### Seitenauszug
§

Nicht nur Autohersteller müssen künftig entlang der gesamten Lieferkette auf Umweltschutz und Menschenrechte pochen. (Bild: Porsche)
Was regelt das Lieferkettengesetz?
Seit dem 1. Januar 2023 verpflichtet das neue Lieferkettensorgfaltspflichtengesetz (LkSG) in Deutschland ansässige Unternehmen ab einer Größe von 3.000 Mitarbeitenden und ab 2024 auch Firmen mit mindestens 1.000 Arbeitnehmern dazu, Menschrechte und Umweltschutzstandards durch das Umsetzen festgelegter Sorgfaltspflichten einzuhalten. Die Pflichten gelten für den eigenen Geschäftsbereich, aber auch für Zulieferer und Lieferanten, mit denen das Unternehmen zusammenarbeitet. Laut Gesetz müssen Unternehmen nun Risiken in ihren Lieferketten ermitteln, bewerten und priorisieren. Darauf aufbauend müssen Grundsatzerklärungen veröffentlicht und entsprechende Maßnahmen zur Durchsetzung ergriffen werden. Im neuen Gesetz wird ebenso von Pflichten zur Einrichtung von Beschwerdekanälen und zur regelmäßigen Berichterstattung über das Lieferkettenmanagement.

§

Datensatzzeilen zum Zeigen auf Objekte

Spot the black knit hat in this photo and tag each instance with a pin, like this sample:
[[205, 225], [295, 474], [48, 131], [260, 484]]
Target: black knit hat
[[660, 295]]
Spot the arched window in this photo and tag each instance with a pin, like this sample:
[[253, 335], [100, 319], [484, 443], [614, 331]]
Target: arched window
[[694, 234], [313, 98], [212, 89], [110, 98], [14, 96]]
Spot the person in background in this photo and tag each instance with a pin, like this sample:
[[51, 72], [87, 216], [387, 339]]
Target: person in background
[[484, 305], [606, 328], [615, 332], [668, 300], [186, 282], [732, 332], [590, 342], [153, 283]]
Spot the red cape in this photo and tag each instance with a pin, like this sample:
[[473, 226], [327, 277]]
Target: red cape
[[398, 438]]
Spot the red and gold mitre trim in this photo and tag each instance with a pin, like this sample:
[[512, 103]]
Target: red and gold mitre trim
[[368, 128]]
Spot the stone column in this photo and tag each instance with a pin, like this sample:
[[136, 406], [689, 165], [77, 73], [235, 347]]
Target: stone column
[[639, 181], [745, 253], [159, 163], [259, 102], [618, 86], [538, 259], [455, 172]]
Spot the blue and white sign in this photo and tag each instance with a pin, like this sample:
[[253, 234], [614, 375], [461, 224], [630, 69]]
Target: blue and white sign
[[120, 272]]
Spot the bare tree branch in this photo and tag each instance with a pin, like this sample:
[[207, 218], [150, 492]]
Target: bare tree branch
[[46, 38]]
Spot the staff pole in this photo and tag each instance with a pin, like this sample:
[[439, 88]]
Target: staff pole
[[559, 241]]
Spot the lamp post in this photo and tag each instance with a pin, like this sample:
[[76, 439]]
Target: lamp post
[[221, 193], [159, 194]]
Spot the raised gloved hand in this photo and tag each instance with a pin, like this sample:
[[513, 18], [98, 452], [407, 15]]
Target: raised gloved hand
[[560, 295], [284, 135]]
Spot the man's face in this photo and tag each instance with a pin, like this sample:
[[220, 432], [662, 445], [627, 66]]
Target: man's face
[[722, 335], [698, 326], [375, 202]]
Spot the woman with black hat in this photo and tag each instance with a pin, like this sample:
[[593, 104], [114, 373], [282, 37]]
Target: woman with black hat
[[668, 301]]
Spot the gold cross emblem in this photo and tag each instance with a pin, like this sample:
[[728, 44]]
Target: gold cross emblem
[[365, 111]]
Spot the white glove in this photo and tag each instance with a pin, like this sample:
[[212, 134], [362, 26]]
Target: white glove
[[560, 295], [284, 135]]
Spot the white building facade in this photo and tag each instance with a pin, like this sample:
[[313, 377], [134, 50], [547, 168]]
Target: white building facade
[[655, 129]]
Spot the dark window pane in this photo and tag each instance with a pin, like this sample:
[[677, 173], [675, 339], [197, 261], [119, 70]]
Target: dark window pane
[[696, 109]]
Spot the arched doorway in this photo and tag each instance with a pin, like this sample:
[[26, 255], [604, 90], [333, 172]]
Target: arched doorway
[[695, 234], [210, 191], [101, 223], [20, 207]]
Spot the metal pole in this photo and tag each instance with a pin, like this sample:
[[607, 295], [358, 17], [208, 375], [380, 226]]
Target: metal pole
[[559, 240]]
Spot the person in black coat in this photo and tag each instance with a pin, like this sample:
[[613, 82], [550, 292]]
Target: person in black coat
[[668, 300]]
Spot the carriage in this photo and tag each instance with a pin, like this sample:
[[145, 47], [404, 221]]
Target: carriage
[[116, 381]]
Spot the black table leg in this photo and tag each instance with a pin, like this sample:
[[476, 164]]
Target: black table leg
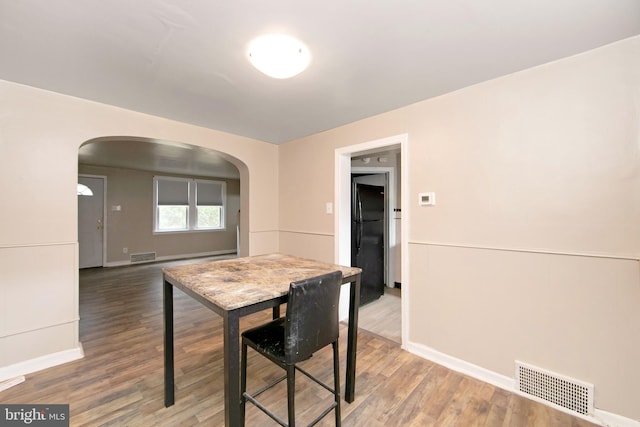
[[352, 340], [231, 323], [169, 397]]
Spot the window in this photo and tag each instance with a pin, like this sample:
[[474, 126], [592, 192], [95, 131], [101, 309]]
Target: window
[[183, 204]]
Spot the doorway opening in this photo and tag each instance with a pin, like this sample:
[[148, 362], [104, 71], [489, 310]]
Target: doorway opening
[[91, 226], [380, 160]]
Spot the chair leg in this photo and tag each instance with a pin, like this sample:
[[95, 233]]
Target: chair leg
[[291, 392], [243, 383], [336, 382]]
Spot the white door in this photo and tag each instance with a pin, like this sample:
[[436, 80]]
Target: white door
[[91, 223]]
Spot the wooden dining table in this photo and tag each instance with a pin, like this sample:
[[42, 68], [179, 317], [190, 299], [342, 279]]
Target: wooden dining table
[[237, 287]]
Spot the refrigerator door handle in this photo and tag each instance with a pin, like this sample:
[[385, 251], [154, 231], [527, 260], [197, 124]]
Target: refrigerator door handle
[[359, 221]]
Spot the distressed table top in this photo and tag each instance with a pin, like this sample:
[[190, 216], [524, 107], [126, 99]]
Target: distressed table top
[[239, 282]]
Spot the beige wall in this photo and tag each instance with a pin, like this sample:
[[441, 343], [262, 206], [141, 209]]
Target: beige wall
[[532, 250], [132, 227], [40, 133]]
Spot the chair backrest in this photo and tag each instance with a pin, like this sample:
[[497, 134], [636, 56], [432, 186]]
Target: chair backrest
[[312, 315]]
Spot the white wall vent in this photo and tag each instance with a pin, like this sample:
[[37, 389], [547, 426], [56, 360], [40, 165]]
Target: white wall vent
[[558, 389], [143, 257]]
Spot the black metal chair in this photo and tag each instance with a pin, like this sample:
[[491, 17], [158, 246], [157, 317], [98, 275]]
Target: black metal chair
[[311, 323]]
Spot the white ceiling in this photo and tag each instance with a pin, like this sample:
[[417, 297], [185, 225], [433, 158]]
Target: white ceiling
[[186, 60]]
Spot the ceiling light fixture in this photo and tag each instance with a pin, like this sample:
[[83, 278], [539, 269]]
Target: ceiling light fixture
[[279, 56]]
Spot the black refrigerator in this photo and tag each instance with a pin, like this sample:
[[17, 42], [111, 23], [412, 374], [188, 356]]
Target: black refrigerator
[[367, 238]]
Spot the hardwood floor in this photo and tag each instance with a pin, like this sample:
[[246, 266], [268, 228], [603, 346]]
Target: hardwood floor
[[119, 382], [382, 316]]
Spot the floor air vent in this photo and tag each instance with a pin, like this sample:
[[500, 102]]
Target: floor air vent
[[563, 391], [143, 257]]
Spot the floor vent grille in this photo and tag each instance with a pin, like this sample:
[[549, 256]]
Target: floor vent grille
[[563, 391], [143, 257]]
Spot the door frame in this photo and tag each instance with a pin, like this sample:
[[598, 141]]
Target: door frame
[[342, 218], [104, 215]]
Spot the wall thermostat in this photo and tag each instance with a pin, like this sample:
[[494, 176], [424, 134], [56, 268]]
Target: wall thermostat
[[427, 199]]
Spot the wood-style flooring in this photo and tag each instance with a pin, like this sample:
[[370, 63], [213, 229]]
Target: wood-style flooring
[[119, 382]]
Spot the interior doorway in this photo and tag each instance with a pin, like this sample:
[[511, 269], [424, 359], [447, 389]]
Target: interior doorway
[[91, 221]]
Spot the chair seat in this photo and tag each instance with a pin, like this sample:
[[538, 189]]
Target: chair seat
[[311, 324], [268, 338]]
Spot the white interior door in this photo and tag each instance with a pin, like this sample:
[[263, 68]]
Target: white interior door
[[91, 223]]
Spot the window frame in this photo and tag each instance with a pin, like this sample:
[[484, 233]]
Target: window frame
[[192, 207]]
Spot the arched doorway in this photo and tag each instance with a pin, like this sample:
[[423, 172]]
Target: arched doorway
[[129, 166]]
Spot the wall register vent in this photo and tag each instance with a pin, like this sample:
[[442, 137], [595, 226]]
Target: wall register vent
[[560, 390], [143, 257]]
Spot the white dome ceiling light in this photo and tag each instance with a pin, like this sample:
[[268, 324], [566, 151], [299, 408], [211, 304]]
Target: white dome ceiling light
[[279, 56]]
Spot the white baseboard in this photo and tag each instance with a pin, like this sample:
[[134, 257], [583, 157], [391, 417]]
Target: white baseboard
[[613, 420], [40, 363], [173, 258], [600, 417]]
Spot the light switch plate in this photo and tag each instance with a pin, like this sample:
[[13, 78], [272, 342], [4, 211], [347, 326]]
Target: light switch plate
[[427, 199]]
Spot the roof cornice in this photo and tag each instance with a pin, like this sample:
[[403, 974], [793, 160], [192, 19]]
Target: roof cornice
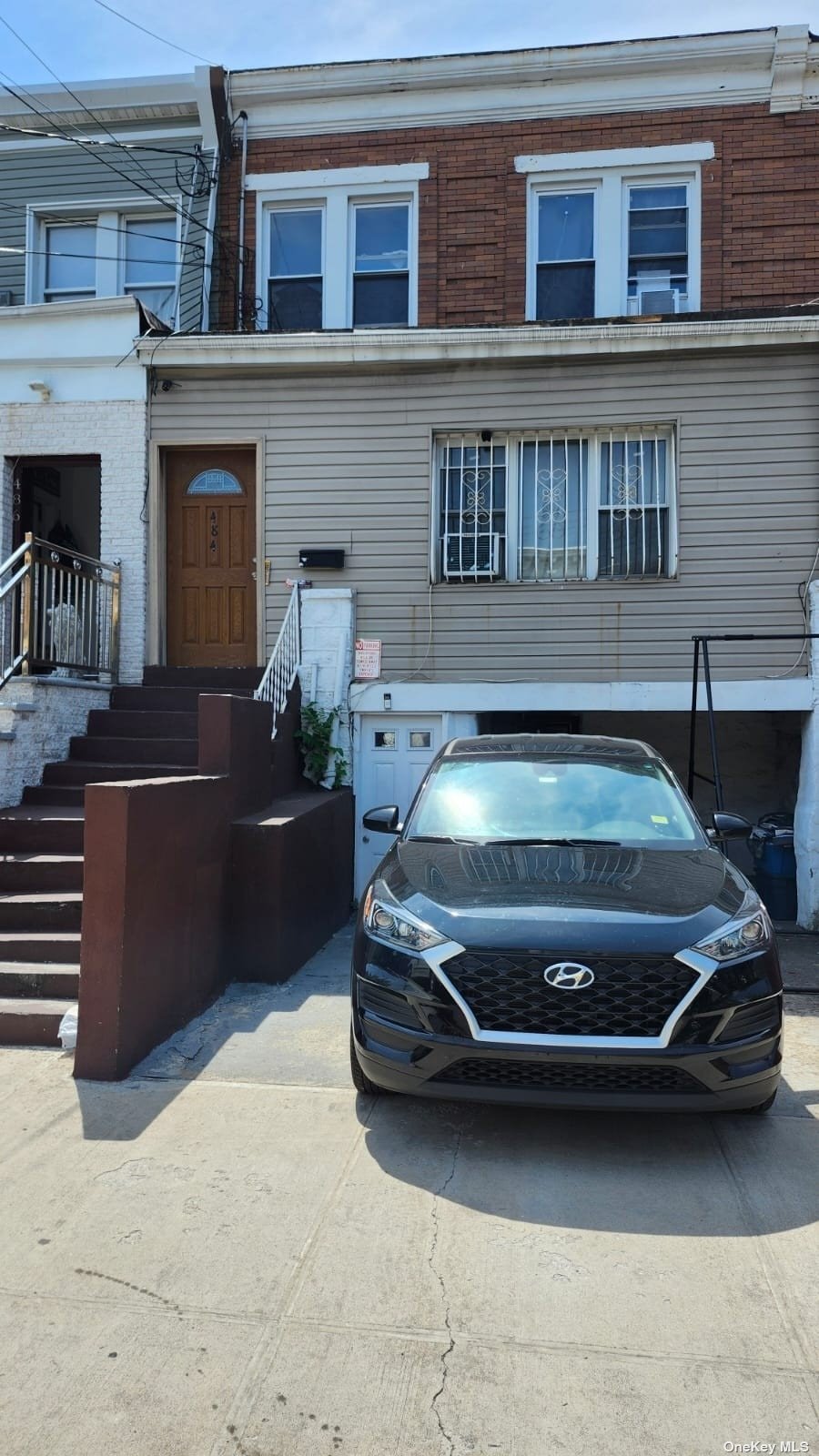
[[268, 353], [778, 66]]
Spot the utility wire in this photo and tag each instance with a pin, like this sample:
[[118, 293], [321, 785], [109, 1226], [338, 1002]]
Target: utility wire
[[160, 38], [80, 104]]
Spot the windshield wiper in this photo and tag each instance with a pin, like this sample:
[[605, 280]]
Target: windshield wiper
[[560, 844]]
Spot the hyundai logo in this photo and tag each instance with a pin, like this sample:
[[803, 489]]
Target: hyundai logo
[[569, 976]]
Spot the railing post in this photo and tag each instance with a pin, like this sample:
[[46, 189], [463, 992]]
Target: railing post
[[26, 618], [116, 582]]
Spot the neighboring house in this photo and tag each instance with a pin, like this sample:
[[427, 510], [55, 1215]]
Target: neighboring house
[[106, 229], [531, 339]]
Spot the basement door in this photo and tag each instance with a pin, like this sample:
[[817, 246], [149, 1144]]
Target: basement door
[[212, 562], [394, 754]]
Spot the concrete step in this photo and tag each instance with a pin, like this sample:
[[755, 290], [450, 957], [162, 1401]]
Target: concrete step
[[35, 829], [205, 679], [75, 772], [41, 946], [48, 982], [31, 1023], [38, 910], [135, 750], [40, 873], [146, 723]]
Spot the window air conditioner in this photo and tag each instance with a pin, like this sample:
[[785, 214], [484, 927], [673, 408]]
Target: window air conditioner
[[471, 557]]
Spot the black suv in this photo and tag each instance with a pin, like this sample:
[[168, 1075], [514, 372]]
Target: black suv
[[554, 925]]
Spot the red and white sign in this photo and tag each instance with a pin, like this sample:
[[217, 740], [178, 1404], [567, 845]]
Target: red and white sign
[[368, 657]]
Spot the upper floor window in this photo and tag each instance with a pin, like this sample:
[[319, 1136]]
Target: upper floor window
[[339, 248], [557, 506], [614, 233], [76, 254]]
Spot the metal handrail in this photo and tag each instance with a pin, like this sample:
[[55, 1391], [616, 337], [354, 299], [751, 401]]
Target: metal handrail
[[285, 660], [58, 612]]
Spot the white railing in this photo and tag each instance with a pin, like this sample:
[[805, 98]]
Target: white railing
[[283, 667], [58, 613]]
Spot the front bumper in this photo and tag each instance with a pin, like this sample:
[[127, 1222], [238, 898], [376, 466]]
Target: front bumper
[[724, 1077]]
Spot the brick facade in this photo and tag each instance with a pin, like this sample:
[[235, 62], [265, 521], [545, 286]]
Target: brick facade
[[760, 203]]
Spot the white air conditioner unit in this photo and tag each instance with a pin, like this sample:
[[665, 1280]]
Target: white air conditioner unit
[[467, 558], [654, 295]]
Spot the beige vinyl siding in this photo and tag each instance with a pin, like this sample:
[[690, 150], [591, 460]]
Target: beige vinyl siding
[[349, 463]]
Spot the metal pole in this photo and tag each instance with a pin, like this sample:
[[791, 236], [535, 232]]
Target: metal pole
[[693, 724], [28, 604], [713, 728]]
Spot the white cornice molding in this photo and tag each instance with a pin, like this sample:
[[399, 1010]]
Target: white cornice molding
[[411, 347], [738, 67]]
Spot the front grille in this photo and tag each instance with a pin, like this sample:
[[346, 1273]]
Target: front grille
[[508, 992], [567, 1077]]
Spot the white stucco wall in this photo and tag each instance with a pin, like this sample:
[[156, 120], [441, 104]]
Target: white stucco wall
[[329, 631], [116, 431], [38, 718]]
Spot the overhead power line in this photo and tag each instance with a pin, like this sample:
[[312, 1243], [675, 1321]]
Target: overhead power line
[[145, 29]]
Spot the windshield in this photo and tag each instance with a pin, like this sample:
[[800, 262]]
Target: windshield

§

### Aufgaben
1. Übersetze den Satz „Die Pflichten gelten für den eigenen Geschäftsbereich, aber auch für Zulieferer und Lieferanten, mit denen das Unternehmen zusammenarbeitet.“ aus dem Seitenauszug ins Englische.
2. Seit welchem Datum gilt das Lieferkettensorgfaltspflichtengesetz laut Seitenauszug?
3. Gib bitte die Stelle im Seitenauszug zwischen „Nicht nur Autohersteller“ und „regelt das Lieferkettengesetz?“, beide eingeschlossen, erneut wieder und ersetze darin „Autohersteller“ durch „Maschinenbauer“.

### Lösungen
1. The obligations apply to the company's own business area, but also to the suppliers and vendors it works with.

2. Seit dem 1. Januar 2023.

3.
Nicht nur Maschinenbauer müssen künftig entlang der gesamten Lieferkette auf Umweltschutz und Menschenrechte pochen. (Bild: Porsche)
Was regelt das Lieferkettengesetz?